= Angezeigter Text =
_ _ _ _ _ _ _
Maria Vassilakou erregt mit ihrer Parkpickerl-Offensive ganz Wien. Was sie plant:
Sie ist das rote Tuch für alle Autofahrer, die grüne „Jessas Maria“ – eine Frau, die nur ein Ziel hat: dass möglichst viele Autofahrer vom Kfz aufs Fahrrad oder die Öffis umsteigen.
Diese Woche brachte Maria Vassilakou laut Umfrage 65 % aller Wiener zur Weißglut, weil sie mit 1. Oktober in den Bezirken außerhalb des Gürtels ein Parkpickerl einführen und damit von jedem Autofahrer 140 Euro abkassieren will.
150.000 Unterschriften haben FPÖ und ÖVP bereits gegen Vassilakou und ihren „Wahnsinns-Plan“ (Strache) gesammelt. Der Druck ist so groß, dass Bürgermeister Häupl eine Volksbefragung zugestehen musste – sie darf aber erst nach (!) der Einführung des Pickerls stattfinden, weil die engagierte Grüne dem schon leicht verärgerten Roten sonst die Koalition aufgekündigt hätte.
43 Jahre ist Maria Vassilakou erst alt, eine der jüngsten Politikerinnen im Land. Sie würde wohl als Dreißigjährige durchgehen, wenn ihr die Politik nicht schon zahlreiche graue Haare eingebracht hätte.
_ _ _ _ _ _ _
= Vorliegende Datensätze =
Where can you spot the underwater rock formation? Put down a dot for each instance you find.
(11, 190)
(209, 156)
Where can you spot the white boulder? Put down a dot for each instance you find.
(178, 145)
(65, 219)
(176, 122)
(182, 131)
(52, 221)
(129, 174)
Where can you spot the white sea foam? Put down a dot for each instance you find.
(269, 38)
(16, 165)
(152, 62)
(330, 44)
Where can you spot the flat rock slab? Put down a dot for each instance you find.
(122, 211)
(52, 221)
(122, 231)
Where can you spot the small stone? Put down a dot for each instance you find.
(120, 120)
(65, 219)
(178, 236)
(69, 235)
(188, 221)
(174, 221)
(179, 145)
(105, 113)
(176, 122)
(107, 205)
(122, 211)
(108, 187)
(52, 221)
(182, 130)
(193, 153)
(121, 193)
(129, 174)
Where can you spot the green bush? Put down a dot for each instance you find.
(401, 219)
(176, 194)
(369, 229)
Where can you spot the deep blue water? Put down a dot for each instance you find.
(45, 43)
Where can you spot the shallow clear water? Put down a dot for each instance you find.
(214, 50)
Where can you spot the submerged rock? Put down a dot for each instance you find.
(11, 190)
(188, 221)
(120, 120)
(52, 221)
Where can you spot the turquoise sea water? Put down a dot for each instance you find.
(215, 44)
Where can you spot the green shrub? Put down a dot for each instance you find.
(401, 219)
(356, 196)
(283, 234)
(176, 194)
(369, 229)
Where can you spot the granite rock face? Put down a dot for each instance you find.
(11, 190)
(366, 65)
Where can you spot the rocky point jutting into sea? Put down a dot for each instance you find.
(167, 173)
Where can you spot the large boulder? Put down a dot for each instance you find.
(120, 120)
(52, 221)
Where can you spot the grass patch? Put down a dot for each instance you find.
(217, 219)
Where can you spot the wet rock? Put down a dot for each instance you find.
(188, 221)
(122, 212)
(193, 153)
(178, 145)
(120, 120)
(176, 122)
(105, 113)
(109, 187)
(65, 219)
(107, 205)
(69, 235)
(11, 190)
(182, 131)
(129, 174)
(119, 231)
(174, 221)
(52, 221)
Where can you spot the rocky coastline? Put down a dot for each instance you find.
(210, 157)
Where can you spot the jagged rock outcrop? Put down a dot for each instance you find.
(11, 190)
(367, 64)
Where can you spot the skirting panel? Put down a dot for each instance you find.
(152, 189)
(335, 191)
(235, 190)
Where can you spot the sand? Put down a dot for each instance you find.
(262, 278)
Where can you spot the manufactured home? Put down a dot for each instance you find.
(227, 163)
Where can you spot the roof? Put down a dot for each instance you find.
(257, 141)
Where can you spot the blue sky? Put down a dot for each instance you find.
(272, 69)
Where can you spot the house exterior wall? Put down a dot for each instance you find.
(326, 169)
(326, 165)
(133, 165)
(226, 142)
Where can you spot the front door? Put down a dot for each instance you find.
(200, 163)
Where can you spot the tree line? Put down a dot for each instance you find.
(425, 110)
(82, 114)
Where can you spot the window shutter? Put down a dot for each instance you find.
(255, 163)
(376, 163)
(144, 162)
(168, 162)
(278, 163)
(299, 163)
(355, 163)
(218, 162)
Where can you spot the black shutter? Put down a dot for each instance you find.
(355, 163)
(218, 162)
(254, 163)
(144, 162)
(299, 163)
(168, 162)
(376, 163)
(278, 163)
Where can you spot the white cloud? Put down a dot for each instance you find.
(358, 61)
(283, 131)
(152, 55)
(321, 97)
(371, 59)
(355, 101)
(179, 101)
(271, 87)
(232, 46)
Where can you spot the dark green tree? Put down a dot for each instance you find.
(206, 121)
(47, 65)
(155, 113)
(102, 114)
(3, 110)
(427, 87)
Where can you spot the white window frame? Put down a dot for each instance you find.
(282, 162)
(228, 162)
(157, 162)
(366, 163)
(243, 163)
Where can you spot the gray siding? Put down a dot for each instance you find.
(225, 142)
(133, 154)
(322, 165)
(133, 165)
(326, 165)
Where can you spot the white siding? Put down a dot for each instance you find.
_ _ _ _ _ _ _
= Folgendes bearbeiten =
1 - Gib bitte aus dem Text zum Parkpickerl den Abschnitt wortgetreu zurück, der mit den Worten „Maria Vassilakou erregt“ beginnt und mit „Euro abkassieren will.“ endet.
2 - Nenne alle Personen, die im Text zum Parkpickerl mit Namen genannt werden.

= Die Ergebnisse =
1 -
Maria Vassilakou erregt mit ihrer Parkpickerl-Offensive ganz Wien. Was sie plant:
Sie ist das rote Tuch für alle Autofahrer, die grüne „Jessas Maria“ – eine Frau, die nur ein Ziel hat: dass möglichst viele Autofahrer vom Kfz aufs Fahrrad oder die Öffis umsteigen.
Diese Woche brachte Maria Vassilakou laut Umfrage 65 % aller Wiener zur Weißglut, weil sie mit 1. Oktober in den Bezirken außerhalb des Gürtels ein Parkpickerl einführen und damit von jedem Autofahrer 140 Euro abkassieren will.

2 - Maria Vassilakou, Strache, Häupl